__Extracted records__:
══════
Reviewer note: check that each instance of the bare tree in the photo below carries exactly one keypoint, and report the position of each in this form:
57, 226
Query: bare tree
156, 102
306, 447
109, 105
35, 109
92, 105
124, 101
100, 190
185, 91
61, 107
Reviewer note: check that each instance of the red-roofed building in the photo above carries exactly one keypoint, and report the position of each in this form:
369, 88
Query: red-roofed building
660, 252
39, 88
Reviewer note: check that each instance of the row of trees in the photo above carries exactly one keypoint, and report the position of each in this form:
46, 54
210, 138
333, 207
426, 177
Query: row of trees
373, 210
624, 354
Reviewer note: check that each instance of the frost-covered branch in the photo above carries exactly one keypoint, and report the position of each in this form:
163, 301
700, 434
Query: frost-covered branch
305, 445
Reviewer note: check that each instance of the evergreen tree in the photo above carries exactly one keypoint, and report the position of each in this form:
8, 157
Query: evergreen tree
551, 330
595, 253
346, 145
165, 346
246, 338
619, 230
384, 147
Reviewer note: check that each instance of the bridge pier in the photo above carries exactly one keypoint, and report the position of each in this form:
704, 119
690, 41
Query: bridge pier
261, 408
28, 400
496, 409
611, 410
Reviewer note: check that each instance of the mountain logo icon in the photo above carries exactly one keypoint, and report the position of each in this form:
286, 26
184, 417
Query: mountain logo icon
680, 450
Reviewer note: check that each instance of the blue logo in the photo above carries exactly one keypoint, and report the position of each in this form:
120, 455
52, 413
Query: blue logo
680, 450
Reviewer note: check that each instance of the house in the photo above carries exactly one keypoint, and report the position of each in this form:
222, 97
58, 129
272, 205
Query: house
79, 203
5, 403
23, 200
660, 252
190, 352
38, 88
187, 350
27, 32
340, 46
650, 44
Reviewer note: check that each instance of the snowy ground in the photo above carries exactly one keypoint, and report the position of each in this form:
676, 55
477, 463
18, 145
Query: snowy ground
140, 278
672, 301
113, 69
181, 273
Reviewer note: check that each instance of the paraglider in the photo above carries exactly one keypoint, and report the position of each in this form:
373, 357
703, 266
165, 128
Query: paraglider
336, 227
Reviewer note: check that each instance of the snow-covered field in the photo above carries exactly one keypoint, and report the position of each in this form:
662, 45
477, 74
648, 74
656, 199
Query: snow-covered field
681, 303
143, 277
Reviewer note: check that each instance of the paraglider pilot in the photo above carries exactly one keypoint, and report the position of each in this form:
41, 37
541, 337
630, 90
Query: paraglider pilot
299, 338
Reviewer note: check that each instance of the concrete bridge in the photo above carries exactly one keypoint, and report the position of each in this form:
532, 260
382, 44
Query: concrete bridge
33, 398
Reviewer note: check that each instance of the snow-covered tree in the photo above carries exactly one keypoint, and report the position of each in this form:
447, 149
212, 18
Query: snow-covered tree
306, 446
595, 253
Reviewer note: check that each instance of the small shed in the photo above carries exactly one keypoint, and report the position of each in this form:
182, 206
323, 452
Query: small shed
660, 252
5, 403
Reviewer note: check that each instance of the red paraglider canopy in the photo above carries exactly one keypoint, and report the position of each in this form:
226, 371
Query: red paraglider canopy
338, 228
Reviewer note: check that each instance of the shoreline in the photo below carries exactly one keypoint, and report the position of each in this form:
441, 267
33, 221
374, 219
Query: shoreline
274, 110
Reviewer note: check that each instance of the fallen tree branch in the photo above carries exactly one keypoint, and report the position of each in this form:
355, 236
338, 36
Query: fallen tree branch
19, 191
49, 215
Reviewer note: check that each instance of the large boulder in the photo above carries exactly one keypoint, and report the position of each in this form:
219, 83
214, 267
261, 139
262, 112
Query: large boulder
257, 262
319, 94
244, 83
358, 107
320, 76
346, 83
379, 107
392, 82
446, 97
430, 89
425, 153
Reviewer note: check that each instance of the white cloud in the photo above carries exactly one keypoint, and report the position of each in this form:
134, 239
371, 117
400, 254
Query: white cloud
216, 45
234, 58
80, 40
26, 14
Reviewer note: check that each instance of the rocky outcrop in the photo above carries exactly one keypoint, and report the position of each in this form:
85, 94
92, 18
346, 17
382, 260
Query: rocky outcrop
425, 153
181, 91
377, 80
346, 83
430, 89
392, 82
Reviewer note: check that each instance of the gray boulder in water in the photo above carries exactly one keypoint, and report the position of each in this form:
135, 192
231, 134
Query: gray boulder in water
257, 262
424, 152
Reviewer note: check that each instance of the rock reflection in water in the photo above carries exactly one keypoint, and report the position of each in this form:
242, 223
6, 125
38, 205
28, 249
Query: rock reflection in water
══════
__Exercise task__:
Write out the entire listing exactly.

__Exercise solution__:
Reviewer note: check that each instance of the bare tree in the photo below carries exactly one keypoint, and report the position of each in this form:
57, 226
Query: bare tree
156, 102
306, 447
109, 105
35, 109
92, 105
124, 101
100, 190
185, 91
61, 107
Reviewer note: check that each instance of the red-roofed building in the photo above carries exactly one keypoint, and report the position of each in this form:
369, 88
Query: red-roofed building
660, 252
39, 88
Reviewer note: check that each instance of the row of trees in the photo above carries exactly one keypoint, and report the position of each in this form:
46, 54
210, 138
333, 207
426, 177
Query: row of trees
373, 210
624, 354
Reviewer note: check that each instance of the frost-covered branch in the photo above carries exactly one keypoint, and report the position of each in this form:
163, 301
700, 434
Query: frost-covered branch
305, 445
Reviewer note: check that each instance of the evergreen tree in the photo above carries exactly one keypoint, and report the position of each in this form:
8, 157
Query: evergreen tree
551, 330
595, 253
346, 145
165, 346
246, 338
619, 230
384, 147
Reviewer note: check that each instance of the bridge pier in the photo above carries exactly one keypoint, and report the position of each in this form:
704, 119
690, 41
Query: bridge pier
261, 408
28, 400
496, 409
611, 410
Reviewer note: check that each instance of the mountain logo icon in the photo above carries exactly one keypoint, and report the position of each in this form:
286, 26
184, 417
Query: mountain logo icon
680, 450
Reviewer note: check that each instance of the blue logo in the photo above carries exactly one keypoint, and report the position of each in this form:
120, 455
52, 413
Query: blue logo
680, 450
Reviewer note: check that each instance of the house in the photo above carries exactly one keypoint, and report the position of each in this form:
222, 97
58, 129
272, 205
Query: house
79, 203
5, 403
23, 200
660, 252
190, 352
38, 88
187, 350
27, 32
340, 46
650, 44
Reviewer note: check that each instance of the snowy ground in the photo above carries exactly one keypoint, and report the position of each in this form:
676, 55
477, 463
18, 145
Query: snowy ground
140, 278
672, 301
113, 69
181, 273
Reviewer note: check that each instance of the paraglider in the photo above carries exactly one keypoint, and report the position of each in this form:
373, 357
703, 266
165, 128
Query: paraglider
336, 227
Reviewer note: check that each instance of the snow-covered field in the photo above carries exactly one keypoint, and report the position of each in this form:
662, 45
477, 74
648, 74
656, 199
Query: snow-covered field
681, 303
143, 277
Reviewer note: check that each instance of the paraglider pilot in the photo above carries exactly one keypoint, and report the position of each in this form:
41, 37
541, 337
630, 90
Query: paraglider pilot
299, 338
Reviewer note: check that each instance of the concrete bridge in the photo above carries exactly one keypoint, and report the position of each in this form:
532, 260
382, 44
Query: concrete bridge
33, 398
Reviewer note: check that each instance of the snow-covered tree in the photo above carries exactly one keypoint, and report the position of each in this form:
447, 149
212, 18
Query: snow-covered tree
306, 446
595, 253
Reviewer note: check that each instance of the small shed in the photo above carries exactly one keypoint, and report the position of each in this form:
182, 206
323, 452
Query: small shed
660, 252
5, 403
Reviewer note: check that each instance of the red paraglider canopy in the photo above carries exactly one keypoint, and report the position of each in this form:
226, 371
Query: red paraglider canopy
338, 228
Reviewer note: check that each instance of the shoreline in the photo below carries exactly one keypoint, and report the position of each in this form:
441, 267
33, 221
374, 219
Query: shoreline
274, 110
Reviewer note: check that each instance of the fallen tree branch in the photo above carries exactly one keypoint, and report the position of each in this form:
355, 236
338, 36
Query: fallen tree branch
19, 191
49, 215
Reviewer note: check that each instance of the large boulder in the photo above carries exactly one keypoint, and report the position of each in this form:
219, 83
214, 267
261, 139
262, 112
Query: large boulder
257, 262
319, 94
244, 83
358, 107
320, 76
346, 83
379, 107
392, 82
446, 97
430, 89
425, 153
Reviewer note: check that each instance of the white cloud in the photo above carries exactly one keypoint, and report the position of each in this form:
134, 239
371, 117
400, 254
Query: white cloud
216, 45
234, 58
80, 40
26, 14
Reviewer note: check that each instance of the rocky outcrop in the photo above carries exactly one keypoint, and report the position of each in this form:
85, 94
92, 18
346, 17
382, 260
Query: rocky outcrop
425, 153
181, 91
377, 80
346, 83
430, 89
392, 82
Reviewer note: check that each instance of the gray boulder in water in the photo above carries exactly one keypoint, and report the position of each in this form:
135, 192
231, 134
Query: gray boulder in water
257, 262
424, 152
Reviewer note: check that each instance of the rock reflection in water in the photo above carries exactly one keypoint, and report the position of each in this form:
242, 223
6, 125
38, 205
28, 249
Query: rock reflection in water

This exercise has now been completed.